Tasks to perform –
1 > In the Two Kingdoms passage, for how long does Trueman argue that the church must engage the transgender moment?
2 > Please carry the Two Kingdoms passage forward from its final sentence.

Given text –
And I get it. I don’t think the church should be issuing dogmas on speed limits or the pay rates of public employees, or the “biblical” extent of individual carbon footprints, and lots of other things. I have written on this topic for the Journal of Christian Legal Thought here (p.17ff). My point is that I believe those sorts of questions are pragmatic, wisdom-oriented ones, not some hard-and-fast principle, which is always what Two Kingdoms advocates try to make it (This is a church topic; that is a “City of Man” topic, as if there were a divinely-revealed flowchart somewhere). The lines are not hard and fast; they are blurry and permeable, based on a whole host of contextual and historical factors.

Trueman himself, for over two hours, argues passionately and persuasively that the church must engage the transgender moment. Why? On what grounds? Because in our current context it is critical that the church do so. And guess what? In the 1850s it was critical that the church engage the slavery moment. In the 1930s it was critical that the church engage the Nazi moment. And in those times, too, the church had voices saying “It isn’t the church’s job.” Who draws these lines, and why?

Records in a dataset:

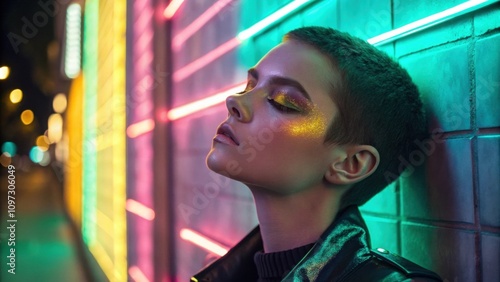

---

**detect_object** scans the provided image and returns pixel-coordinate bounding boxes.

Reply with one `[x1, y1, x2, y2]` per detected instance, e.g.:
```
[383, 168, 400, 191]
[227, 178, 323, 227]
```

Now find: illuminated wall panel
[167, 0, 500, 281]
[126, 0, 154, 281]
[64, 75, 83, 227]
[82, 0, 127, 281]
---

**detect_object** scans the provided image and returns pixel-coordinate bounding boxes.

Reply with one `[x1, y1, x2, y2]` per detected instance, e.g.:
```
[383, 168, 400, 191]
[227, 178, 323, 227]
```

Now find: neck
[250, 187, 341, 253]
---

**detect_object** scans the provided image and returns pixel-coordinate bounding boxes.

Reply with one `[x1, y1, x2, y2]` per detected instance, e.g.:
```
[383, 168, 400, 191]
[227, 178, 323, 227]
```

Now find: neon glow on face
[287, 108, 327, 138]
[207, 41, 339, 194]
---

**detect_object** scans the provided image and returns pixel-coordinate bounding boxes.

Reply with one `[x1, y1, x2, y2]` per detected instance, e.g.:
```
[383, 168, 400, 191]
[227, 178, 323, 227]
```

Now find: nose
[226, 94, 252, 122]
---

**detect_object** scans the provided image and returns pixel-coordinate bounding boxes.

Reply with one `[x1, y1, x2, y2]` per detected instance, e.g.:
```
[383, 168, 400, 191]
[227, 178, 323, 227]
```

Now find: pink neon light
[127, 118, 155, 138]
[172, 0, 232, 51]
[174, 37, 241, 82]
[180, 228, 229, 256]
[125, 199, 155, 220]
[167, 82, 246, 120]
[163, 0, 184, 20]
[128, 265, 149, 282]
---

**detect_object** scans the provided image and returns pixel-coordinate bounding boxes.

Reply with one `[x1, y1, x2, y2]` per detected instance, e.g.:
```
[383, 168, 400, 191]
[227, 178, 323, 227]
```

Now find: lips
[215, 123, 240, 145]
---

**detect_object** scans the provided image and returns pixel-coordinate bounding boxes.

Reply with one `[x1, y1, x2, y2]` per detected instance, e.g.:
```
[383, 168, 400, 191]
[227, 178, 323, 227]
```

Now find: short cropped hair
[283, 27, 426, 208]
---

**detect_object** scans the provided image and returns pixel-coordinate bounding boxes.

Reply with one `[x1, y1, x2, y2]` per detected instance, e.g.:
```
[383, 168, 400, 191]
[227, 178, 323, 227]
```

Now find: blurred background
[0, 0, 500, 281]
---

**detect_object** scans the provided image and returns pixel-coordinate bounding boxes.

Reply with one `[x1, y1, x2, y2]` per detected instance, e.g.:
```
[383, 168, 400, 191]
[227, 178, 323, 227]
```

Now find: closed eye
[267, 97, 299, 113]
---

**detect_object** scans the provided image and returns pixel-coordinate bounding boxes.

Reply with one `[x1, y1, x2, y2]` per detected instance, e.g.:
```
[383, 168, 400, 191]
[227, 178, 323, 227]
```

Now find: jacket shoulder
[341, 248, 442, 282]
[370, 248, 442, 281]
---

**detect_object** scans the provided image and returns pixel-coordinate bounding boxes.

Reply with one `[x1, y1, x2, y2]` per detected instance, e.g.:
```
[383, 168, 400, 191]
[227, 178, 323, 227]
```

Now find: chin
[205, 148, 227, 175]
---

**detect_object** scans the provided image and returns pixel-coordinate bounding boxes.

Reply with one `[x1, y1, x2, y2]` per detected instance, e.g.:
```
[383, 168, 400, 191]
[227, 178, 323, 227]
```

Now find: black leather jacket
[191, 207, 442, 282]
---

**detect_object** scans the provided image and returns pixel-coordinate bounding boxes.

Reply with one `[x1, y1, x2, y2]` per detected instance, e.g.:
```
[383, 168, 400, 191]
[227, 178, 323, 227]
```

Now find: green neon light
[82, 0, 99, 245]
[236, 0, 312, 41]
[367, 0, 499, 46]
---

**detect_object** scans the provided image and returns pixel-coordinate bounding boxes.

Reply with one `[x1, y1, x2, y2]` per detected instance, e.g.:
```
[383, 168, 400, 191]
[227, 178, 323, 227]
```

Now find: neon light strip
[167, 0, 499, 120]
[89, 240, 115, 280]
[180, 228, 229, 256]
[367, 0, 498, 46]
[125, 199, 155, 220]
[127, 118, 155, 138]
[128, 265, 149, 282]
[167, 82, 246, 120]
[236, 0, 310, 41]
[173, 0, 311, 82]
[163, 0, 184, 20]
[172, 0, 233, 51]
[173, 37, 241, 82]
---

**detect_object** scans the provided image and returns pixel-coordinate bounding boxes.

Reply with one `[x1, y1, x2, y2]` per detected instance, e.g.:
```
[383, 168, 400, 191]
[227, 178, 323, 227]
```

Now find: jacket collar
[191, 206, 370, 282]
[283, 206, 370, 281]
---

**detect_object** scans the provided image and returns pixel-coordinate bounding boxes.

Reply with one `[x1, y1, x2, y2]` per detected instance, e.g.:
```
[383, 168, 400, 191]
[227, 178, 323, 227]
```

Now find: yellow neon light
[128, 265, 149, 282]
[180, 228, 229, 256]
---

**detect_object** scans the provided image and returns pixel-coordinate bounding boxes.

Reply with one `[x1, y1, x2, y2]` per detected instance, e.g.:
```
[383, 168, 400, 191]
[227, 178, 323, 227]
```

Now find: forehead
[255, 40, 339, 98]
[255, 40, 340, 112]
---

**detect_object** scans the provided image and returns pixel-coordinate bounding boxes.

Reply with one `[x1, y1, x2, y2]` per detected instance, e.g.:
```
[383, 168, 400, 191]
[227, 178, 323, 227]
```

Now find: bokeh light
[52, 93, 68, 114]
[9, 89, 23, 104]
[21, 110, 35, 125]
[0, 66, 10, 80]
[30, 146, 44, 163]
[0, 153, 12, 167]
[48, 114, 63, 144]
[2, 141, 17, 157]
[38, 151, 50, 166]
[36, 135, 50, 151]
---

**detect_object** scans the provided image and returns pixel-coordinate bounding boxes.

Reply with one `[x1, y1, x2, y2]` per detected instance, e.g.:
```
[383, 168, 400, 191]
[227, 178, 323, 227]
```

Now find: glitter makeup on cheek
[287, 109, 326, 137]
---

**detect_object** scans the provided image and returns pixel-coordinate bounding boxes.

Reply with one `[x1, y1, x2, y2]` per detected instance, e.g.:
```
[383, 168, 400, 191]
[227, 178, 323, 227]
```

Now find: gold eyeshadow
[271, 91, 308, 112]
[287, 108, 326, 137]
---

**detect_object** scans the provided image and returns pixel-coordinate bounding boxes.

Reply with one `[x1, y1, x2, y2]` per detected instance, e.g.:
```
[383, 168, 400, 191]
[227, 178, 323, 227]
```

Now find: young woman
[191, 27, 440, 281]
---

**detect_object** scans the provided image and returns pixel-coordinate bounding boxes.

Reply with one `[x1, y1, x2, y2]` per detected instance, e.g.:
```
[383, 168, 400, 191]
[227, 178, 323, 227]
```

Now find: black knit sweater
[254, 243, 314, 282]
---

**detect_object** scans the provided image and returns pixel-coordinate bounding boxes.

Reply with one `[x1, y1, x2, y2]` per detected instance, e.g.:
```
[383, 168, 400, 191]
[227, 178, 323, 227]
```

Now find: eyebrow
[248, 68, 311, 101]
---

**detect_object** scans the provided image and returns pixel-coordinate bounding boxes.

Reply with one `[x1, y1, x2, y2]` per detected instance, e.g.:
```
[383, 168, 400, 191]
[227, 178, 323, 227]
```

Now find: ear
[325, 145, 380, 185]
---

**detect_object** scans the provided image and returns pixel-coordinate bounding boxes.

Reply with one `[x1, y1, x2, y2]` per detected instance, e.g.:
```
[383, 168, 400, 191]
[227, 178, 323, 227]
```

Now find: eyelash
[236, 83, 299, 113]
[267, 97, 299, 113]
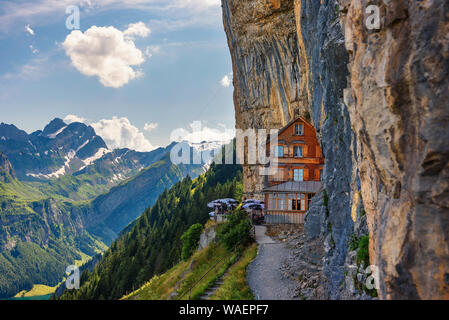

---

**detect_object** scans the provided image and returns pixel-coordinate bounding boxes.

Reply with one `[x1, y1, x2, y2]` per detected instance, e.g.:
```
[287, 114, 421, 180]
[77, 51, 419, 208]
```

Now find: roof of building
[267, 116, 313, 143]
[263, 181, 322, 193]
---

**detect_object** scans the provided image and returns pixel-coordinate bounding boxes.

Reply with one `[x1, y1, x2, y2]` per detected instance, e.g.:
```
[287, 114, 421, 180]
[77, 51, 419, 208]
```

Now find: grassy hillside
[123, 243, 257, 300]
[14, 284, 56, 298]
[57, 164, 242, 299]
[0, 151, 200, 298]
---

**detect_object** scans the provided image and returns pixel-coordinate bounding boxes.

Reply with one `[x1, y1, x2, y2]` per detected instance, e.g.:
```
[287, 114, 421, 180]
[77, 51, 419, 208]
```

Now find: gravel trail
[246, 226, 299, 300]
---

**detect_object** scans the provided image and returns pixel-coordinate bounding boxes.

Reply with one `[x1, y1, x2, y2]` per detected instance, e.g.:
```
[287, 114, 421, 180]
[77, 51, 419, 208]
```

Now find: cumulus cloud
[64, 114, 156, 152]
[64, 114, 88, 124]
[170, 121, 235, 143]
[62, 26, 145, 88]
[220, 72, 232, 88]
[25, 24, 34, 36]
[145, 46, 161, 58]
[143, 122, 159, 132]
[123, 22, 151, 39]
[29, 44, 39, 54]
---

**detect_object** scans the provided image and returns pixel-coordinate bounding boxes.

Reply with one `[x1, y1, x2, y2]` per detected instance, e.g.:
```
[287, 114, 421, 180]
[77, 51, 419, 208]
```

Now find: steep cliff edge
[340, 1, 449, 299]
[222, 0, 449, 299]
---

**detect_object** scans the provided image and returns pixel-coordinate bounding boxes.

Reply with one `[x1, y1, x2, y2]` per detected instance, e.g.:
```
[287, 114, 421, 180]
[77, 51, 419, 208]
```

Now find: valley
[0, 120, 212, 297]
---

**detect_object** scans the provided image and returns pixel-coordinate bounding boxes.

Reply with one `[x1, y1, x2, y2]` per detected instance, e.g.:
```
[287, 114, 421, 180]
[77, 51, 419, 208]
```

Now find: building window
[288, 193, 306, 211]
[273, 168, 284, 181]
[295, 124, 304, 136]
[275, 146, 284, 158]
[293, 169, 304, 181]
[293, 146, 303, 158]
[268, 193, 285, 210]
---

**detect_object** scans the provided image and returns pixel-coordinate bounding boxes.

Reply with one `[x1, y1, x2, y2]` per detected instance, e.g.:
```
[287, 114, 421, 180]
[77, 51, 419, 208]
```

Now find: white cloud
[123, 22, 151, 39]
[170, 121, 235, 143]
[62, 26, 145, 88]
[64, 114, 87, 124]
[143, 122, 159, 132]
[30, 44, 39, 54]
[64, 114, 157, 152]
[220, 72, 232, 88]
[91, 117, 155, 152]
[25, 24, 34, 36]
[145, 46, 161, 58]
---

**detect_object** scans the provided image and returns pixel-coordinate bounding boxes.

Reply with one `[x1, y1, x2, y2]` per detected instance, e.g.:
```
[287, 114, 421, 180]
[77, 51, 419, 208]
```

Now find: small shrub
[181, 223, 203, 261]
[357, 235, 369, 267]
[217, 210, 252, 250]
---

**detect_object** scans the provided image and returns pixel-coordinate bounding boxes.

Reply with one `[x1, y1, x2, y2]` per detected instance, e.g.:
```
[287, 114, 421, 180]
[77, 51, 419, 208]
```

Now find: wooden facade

Results in order –
1 > For over two hours.

2 >
As I mentioned, in the Q&A Trueman walked back his anti-transformationalism a good bit. He landed on the fact that he isn’t a “macro” transformationalist. After all, "if Abraham Kuyper couldn’t do it, nobody can do it." To that I say: Carl Trueman is in no position to say who God will use or when and where. Plenty of people told William Wilberforce, “Give up. It cannot be done,” and, "this isn't the church's job." On the other hand, Trueman's “micro” transformationalism is precisely mine: the church shapes and forms God’s people who, in turn, transform their own surroundings. But to do this requires the church to form and shape in a way that is, to use his phrase, “equally comprehensive” as the anti-culture we inhabit Monday through Saturday.

This impulse to rope off certain areas as “outside the church’s job” is convenient and understandable, and sometimes even wise; but as a principle it is not well-grounded at all. This was made manifest in the final question of the Q&A on the topic of capitalism. I sympathize with his lament about churches being coopted into “crazy politics” right and left. I really do. But to say that addressing something like capitalism or free markets “isn’t the church’s job” cannot withstand the slightest scrutiny. Were his church in South Africa, which just passed a law confiscating wide swaths of land and property from a class of people solely on the basis of their skin color, I daresay he’d have something to say to his congregants about economic property rights and injustice.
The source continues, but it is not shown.